RECORDS TO PROCESS =>
[BEGIN]

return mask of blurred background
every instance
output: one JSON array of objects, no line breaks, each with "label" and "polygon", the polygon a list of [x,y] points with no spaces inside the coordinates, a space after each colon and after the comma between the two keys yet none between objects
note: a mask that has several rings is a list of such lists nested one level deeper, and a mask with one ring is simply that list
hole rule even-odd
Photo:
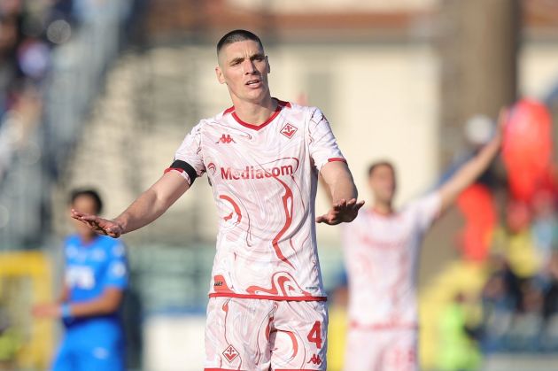
[{"label": "blurred background", "polygon": [[[421,362],[557,369],[554,0],[2,0],[0,369],[46,369],[59,339],[58,324],[30,308],[58,293],[70,189],[97,188],[114,217],[155,182],[199,119],[230,105],[213,68],[216,42],[234,28],[262,38],[274,97],[326,113],[365,199],[372,160],[394,162],[402,205],[474,154],[515,104],[523,139],[426,238]],[[327,209],[320,194],[317,212]],[[130,369],[202,369],[215,234],[202,180],[124,237]],[[338,228],[318,235],[336,371],[346,282]]]}]

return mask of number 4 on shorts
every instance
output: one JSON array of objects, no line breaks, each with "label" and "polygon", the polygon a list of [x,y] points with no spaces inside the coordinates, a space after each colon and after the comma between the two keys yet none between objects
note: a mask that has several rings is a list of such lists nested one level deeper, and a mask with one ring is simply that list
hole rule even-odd
[{"label": "number 4 on shorts", "polygon": [[312,326],[312,329],[308,333],[308,341],[315,343],[316,348],[322,348],[322,323],[319,321],[316,321]]}]

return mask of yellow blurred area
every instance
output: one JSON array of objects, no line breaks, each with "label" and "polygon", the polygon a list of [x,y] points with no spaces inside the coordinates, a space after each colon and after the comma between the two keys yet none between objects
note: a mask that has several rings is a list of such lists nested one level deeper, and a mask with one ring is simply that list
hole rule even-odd
[{"label": "yellow blurred area", "polygon": [[[0,369],[46,369],[53,348],[51,321],[33,321],[32,305],[52,299],[51,268],[38,251],[0,253]],[[7,368],[5,368],[7,367]]]},{"label": "yellow blurred area", "polygon": [[[463,295],[466,298],[477,298],[486,281],[486,274],[482,264],[454,261],[444,267],[431,284],[419,294],[419,344],[421,365],[423,368],[431,369],[437,366],[440,351],[440,318],[444,311],[458,295]],[[469,313],[474,315],[477,313],[480,317],[480,308],[467,309]]]}]

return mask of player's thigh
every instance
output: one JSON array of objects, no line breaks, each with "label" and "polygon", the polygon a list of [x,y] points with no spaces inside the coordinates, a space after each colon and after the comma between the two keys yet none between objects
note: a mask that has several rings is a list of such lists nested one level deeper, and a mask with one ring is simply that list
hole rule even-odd
[{"label": "player's thigh", "polygon": [[415,329],[393,330],[390,334],[391,346],[384,358],[384,370],[418,370],[417,331]]},{"label": "player's thigh", "polygon": [[418,369],[415,329],[359,329],[347,334],[345,371]]},{"label": "player's thigh", "polygon": [[205,324],[205,370],[267,371],[270,300],[212,298]]},{"label": "player's thigh", "polygon": [[324,302],[279,302],[270,336],[271,369],[325,370],[327,333]]}]

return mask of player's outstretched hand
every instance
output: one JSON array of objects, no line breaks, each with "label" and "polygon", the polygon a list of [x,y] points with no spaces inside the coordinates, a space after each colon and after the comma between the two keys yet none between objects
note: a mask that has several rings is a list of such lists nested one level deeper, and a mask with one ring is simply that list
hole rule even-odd
[{"label": "player's outstretched hand", "polygon": [[89,228],[99,235],[118,238],[122,232],[124,232],[122,227],[114,220],[99,218],[97,215],[90,215],[72,209],[72,218],[84,222]]},{"label": "player's outstretched hand", "polygon": [[359,213],[359,209],[362,207],[364,201],[357,202],[356,198],[349,201],[342,199],[333,205],[328,213],[316,218],[316,223],[325,223],[335,226],[343,222],[353,221]]}]

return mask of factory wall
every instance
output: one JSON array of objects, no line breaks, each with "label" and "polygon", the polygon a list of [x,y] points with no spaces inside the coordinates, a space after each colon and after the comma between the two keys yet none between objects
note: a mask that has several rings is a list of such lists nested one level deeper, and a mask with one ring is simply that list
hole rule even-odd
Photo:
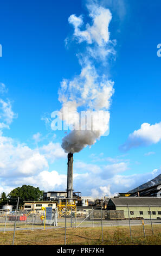
[{"label": "factory wall", "polygon": [[[116,206],[117,210],[124,210],[125,218],[128,218],[128,208],[127,206]],[[141,217],[144,219],[150,219],[150,215],[149,214],[149,206],[128,206],[130,218]],[[152,219],[156,219],[157,218],[161,218],[161,206],[150,206],[150,211],[151,212],[151,217]]]}]

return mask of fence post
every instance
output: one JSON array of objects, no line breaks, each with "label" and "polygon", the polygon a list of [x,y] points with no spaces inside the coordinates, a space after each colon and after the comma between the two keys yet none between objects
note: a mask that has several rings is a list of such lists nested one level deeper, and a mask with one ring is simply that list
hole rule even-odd
[{"label": "fence post", "polygon": [[143,228],[144,236],[144,238],[145,238],[145,228],[144,228],[144,221],[143,220],[142,220],[142,225],[143,225]]},{"label": "fence post", "polygon": [[4,224],[4,231],[5,231],[5,227],[6,227],[6,223],[7,223],[7,215],[8,215],[8,209],[7,209],[7,213],[5,215],[5,224]]},{"label": "fence post", "polygon": [[31,231],[34,231],[34,204],[33,205],[34,211],[33,211],[33,222],[32,222],[32,229]]},{"label": "fence post", "polygon": [[101,214],[102,240],[102,242],[104,242],[104,234],[103,234],[103,225],[102,225],[102,201],[101,201]]},{"label": "fence post", "polygon": [[55,224],[55,225],[57,226],[57,214],[58,214],[58,212],[57,212],[57,208],[56,208],[56,224]]},{"label": "fence post", "polygon": [[77,212],[76,212],[76,210],[75,210],[75,228],[76,228],[76,213]]},{"label": "fence post", "polygon": [[66,199],[66,215],[65,215],[65,245],[66,245],[66,221],[67,221],[67,199]]},{"label": "fence post", "polygon": [[70,220],[70,227],[72,228],[72,206],[71,206],[71,220]]},{"label": "fence post", "polygon": [[14,239],[15,239],[15,230],[16,230],[16,221],[17,221],[17,211],[18,211],[18,204],[19,204],[19,197],[18,197],[17,206],[16,206],[16,218],[15,218],[15,225],[14,225],[14,235],[13,235],[13,240],[12,240],[12,245],[14,245]]},{"label": "fence post", "polygon": [[93,221],[93,206],[92,206],[92,225],[94,228],[94,221]]},{"label": "fence post", "polygon": [[153,235],[154,235],[154,232],[153,232],[153,225],[152,225],[151,216],[151,212],[150,211],[150,205],[149,205],[149,214],[150,214],[150,222],[151,222],[151,230],[152,230],[152,234]]},{"label": "fence post", "polygon": [[127,209],[128,209],[128,222],[129,222],[129,228],[130,228],[130,236],[131,236],[131,238],[132,239],[131,230],[131,225],[130,225],[130,214],[129,214],[129,209],[128,209],[128,204],[127,204]]}]

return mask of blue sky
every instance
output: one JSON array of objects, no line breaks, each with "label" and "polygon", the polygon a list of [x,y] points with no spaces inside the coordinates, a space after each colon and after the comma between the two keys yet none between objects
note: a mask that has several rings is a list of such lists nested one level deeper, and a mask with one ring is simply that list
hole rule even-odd
[{"label": "blue sky", "polygon": [[[87,8],[91,3],[96,4],[81,0],[1,3],[1,192],[23,184],[45,191],[66,188],[67,157],[61,147],[66,133],[52,130],[50,117],[61,108],[61,82],[80,73],[76,54],[87,45],[73,39],[68,18],[82,15],[84,25],[92,26]],[[97,4],[109,8],[110,38],[116,42],[114,56],[105,65],[96,60],[93,64],[114,83],[110,134],[74,154],[74,166],[75,191],[95,196],[126,192],[159,174],[161,166],[160,1]],[[141,128],[144,123],[149,125]]]}]

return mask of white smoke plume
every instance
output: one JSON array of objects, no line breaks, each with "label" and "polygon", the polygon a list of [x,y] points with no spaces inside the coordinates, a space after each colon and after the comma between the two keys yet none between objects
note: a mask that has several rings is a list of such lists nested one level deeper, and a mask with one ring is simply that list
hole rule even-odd
[{"label": "white smoke plume", "polygon": [[[112,14],[108,9],[96,3],[87,5],[92,25],[83,23],[82,15],[73,14],[68,19],[74,27],[72,39],[79,45],[83,42],[85,50],[77,53],[81,67],[80,74],[71,80],[64,79],[59,91],[62,120],[72,126],[72,131],[62,139],[66,153],[79,152],[87,145],[94,144],[109,129],[110,107],[114,93],[114,82],[108,78],[106,62],[115,54],[115,41],[110,39],[108,26]],[[81,29],[82,28],[85,29]],[[66,39],[66,44],[69,38]],[[94,65],[96,63],[96,68]],[[91,115],[87,125],[82,111]],[[90,115],[90,114],[89,114]]]}]

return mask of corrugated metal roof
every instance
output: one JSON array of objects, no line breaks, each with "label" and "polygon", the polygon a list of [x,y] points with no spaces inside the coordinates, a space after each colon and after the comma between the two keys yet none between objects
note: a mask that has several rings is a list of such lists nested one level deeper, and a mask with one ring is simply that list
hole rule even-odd
[{"label": "corrugated metal roof", "polygon": [[161,198],[158,197],[114,197],[110,198],[116,206],[161,206]]}]

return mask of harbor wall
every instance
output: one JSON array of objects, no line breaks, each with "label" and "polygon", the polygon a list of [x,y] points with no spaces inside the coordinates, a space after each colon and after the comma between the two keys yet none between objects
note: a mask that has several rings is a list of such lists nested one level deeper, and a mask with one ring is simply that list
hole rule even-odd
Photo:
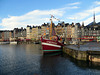
[{"label": "harbor wall", "polygon": [[100,62],[100,51],[96,51],[96,50],[81,51],[81,50],[75,50],[64,46],[63,52],[77,60]]},{"label": "harbor wall", "polygon": [[74,50],[64,46],[63,52],[77,60],[88,60],[87,51]]}]

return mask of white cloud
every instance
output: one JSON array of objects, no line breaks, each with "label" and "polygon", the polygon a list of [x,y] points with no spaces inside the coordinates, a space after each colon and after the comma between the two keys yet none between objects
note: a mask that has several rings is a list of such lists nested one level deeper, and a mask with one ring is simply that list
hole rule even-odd
[{"label": "white cloud", "polygon": [[100,1],[95,1],[94,2],[96,5],[100,5]]},{"label": "white cloud", "polygon": [[[100,15],[96,15],[95,20],[96,20],[96,23],[100,22]],[[93,17],[90,17],[84,21],[85,25],[88,25],[91,22],[93,22]]]},{"label": "white cloud", "polygon": [[[67,17],[67,19],[71,19],[71,20],[76,19],[77,22],[85,20],[85,25],[87,25],[87,24],[89,24],[89,23],[91,23],[93,21],[94,11],[95,11],[95,14],[100,14],[100,6],[97,6],[97,7],[92,8],[92,9],[90,8],[90,9],[78,12],[78,13],[76,13],[74,15],[71,15],[71,16]],[[98,16],[96,16],[96,21],[100,21],[100,18],[98,18]]]},{"label": "white cloud", "polygon": [[[58,17],[62,17],[65,10],[67,9],[77,9],[77,6],[72,7],[64,7],[59,9],[52,9],[52,10],[33,10],[21,16],[10,16],[8,18],[3,18],[2,23],[0,25],[4,27],[4,29],[14,29],[16,27],[24,27],[26,28],[27,25],[41,25],[44,22],[50,22],[50,14]],[[56,20],[54,20],[56,21]]]},{"label": "white cloud", "polygon": [[50,14],[62,16],[63,13],[61,10],[34,10],[22,16],[8,16],[8,18],[2,19],[0,25],[7,29],[26,27],[26,25],[41,25],[44,22],[49,22]]},{"label": "white cloud", "polygon": [[75,2],[75,3],[70,3],[68,5],[78,5],[78,4],[81,4],[80,2]]}]

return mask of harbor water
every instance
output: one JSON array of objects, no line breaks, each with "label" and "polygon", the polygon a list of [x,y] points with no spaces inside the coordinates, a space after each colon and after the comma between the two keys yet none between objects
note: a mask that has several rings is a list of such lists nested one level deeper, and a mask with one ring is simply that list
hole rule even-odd
[{"label": "harbor water", "polygon": [[64,54],[44,56],[39,44],[8,44],[0,45],[0,75],[100,75],[100,66]]}]

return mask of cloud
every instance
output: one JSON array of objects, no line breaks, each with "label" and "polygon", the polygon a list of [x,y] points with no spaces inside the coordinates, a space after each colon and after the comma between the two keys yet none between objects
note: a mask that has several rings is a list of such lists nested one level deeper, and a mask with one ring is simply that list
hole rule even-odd
[{"label": "cloud", "polygon": [[15,27],[26,27],[26,25],[41,25],[44,22],[49,22],[50,14],[55,16],[62,16],[61,10],[34,10],[28,12],[22,16],[8,16],[8,18],[2,19],[0,25],[7,29],[13,29]]},{"label": "cloud", "polygon": [[94,4],[100,5],[100,1],[95,1]]},{"label": "cloud", "polygon": [[33,10],[21,16],[8,15],[8,18],[2,19],[0,26],[2,26],[3,29],[8,29],[8,30],[12,30],[17,27],[26,28],[27,25],[39,26],[43,23],[50,22],[50,14],[58,18],[64,16],[66,10],[77,9],[77,8],[78,8],[77,6],[71,6],[71,7],[63,7],[51,10]]},{"label": "cloud", "polygon": [[81,2],[70,3],[68,5],[78,5],[78,4],[81,4]]},{"label": "cloud", "polygon": [[[100,15],[95,16],[96,22],[100,22]],[[84,21],[85,25],[88,25],[89,23],[93,22],[93,17],[89,17]]]},{"label": "cloud", "polygon": [[[92,9],[89,8],[87,10],[83,10],[81,12],[75,13],[75,14],[67,17],[67,19],[71,19],[71,20],[75,19],[77,22],[85,21],[85,25],[87,25],[93,21],[94,12],[95,12],[95,14],[100,14],[100,6],[97,6],[97,7],[92,8]],[[100,19],[97,18],[97,21],[100,21]]]}]

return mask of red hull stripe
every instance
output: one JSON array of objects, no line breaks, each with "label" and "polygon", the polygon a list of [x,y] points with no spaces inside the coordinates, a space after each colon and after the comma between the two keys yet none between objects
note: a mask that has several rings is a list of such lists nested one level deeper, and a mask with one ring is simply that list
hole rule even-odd
[{"label": "red hull stripe", "polygon": [[61,47],[61,46],[59,46],[59,45],[49,44],[49,43],[42,43],[42,45],[49,45],[49,46],[54,46],[54,47]]},{"label": "red hull stripe", "polygon": [[61,51],[61,49],[59,49],[59,50],[43,50],[43,51]]}]

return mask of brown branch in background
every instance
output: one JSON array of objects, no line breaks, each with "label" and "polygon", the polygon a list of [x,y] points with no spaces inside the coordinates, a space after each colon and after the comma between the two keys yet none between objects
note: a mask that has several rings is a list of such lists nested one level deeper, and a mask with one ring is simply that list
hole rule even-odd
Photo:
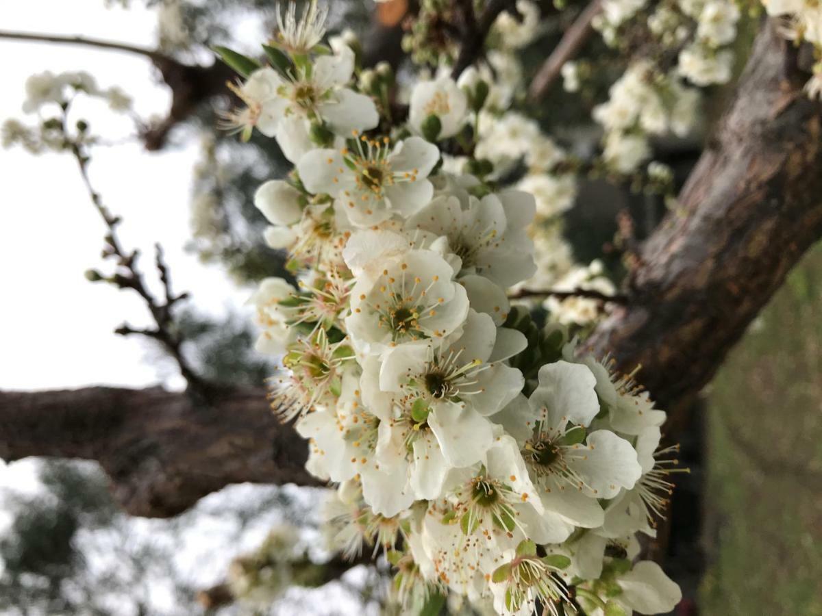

[END]

YOUR TASK => Give back, word for word, the lines from the line that contains "return mask of red hull stripe" through the last line of the records, with no pictures and nothing else.

CORRECT OUTPUT =>
return mask of red hull stripe
every instance
output: one JSON array of objects, no line breaks, each with "label" and "polygon", the polygon a list of [x,y] points with no spaces inside the coordinates, a space after each colon and after the comma between the two keys yet none between objects
note: a mask that has several rings is a list of such lists nested one level deeper, and a mask with one ring is simply that list
hole rule even-odd
[{"label": "red hull stripe", "polygon": [[61,47],[61,46],[59,46],[59,45],[49,44],[49,43],[42,43],[42,45],[49,45],[49,46],[54,46],[54,47]]},{"label": "red hull stripe", "polygon": [[61,51],[61,49],[59,49],[59,50],[43,50],[43,51]]}]

return mask of brown branch in background
every instance
output: one JSON array of objects, no line breaks, each with "label" and "polygon", the polygon a list of [x,y] points with no spaces inside the coordinates, a space after each colon and after the comma between the two keys yet none between objects
note: a mask that has several rings is a list of such lists nested one level deeper, and a mask with one ring is simply that list
hole rule even-odd
Photo:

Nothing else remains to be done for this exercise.